- _WHAT THIS TASK INVOLVES_
Rewrite every line of the entries below, from the line with "Test: the pointer marks one pixel per instance of the black" to the line with "x=238 y=173", both included. Leave all text unchanged except the answer coordinates, each of which should be raised by 27.

________________________

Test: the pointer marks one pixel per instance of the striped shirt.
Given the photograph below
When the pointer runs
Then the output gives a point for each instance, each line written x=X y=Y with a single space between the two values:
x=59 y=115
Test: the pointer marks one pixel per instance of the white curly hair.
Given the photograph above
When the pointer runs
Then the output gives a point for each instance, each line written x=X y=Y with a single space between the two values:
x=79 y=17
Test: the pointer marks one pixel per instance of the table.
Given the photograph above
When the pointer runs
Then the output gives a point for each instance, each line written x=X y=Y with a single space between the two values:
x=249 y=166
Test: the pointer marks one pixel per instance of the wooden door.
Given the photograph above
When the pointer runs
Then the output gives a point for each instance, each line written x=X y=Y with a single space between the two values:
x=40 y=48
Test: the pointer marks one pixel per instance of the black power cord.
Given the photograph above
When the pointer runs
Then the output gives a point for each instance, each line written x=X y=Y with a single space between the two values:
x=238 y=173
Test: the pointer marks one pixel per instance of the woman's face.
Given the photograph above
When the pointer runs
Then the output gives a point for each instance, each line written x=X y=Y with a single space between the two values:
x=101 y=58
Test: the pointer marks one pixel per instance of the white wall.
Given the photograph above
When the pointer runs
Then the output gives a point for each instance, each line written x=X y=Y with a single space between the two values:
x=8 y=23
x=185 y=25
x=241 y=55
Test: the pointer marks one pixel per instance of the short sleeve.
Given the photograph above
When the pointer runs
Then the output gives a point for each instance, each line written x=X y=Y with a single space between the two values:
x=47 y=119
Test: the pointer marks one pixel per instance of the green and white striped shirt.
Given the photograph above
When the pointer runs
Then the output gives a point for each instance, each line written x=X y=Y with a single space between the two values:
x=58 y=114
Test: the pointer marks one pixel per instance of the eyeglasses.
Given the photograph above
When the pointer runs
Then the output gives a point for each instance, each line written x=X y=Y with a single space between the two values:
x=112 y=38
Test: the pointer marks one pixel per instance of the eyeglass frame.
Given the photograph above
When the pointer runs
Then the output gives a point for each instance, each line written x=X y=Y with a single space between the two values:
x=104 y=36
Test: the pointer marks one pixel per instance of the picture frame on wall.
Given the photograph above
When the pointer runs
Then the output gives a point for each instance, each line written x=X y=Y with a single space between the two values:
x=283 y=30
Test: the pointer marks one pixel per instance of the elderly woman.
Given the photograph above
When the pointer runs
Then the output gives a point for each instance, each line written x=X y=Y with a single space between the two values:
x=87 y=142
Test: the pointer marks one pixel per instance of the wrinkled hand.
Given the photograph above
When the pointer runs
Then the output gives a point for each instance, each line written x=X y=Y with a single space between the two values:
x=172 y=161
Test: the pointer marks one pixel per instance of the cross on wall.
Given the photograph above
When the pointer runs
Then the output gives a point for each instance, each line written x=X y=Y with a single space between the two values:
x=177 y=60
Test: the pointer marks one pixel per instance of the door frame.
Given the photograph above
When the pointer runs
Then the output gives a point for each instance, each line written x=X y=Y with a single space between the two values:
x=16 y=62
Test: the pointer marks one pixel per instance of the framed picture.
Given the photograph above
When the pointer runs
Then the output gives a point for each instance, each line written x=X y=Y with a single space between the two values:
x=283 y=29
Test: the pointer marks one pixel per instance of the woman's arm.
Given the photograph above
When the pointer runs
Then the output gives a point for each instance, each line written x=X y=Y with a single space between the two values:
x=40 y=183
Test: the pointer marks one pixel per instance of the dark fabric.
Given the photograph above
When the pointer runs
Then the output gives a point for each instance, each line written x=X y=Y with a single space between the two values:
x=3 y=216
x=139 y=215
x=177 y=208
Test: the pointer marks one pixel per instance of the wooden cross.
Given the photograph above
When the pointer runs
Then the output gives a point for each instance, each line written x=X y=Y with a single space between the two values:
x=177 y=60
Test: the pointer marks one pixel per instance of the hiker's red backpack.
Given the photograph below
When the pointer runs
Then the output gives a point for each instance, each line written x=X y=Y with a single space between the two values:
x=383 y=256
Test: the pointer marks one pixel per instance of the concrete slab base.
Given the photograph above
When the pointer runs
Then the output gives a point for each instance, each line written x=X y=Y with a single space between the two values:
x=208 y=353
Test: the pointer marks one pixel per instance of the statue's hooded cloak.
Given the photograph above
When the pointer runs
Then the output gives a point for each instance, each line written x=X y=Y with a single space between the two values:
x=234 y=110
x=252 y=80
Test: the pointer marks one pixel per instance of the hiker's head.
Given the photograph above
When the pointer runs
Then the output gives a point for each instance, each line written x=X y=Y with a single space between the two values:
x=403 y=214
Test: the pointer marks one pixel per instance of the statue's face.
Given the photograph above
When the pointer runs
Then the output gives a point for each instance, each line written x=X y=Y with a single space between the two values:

________________________

- _SOLUTION TO THE PROBLEM_
Test: the pointer marks one pixel per instance of the black power cord.
Given the photograph above
When the pointer runs
Then the output gives a point for each instance, each line written x=X y=Y with a single space between the two values:
x=265 y=200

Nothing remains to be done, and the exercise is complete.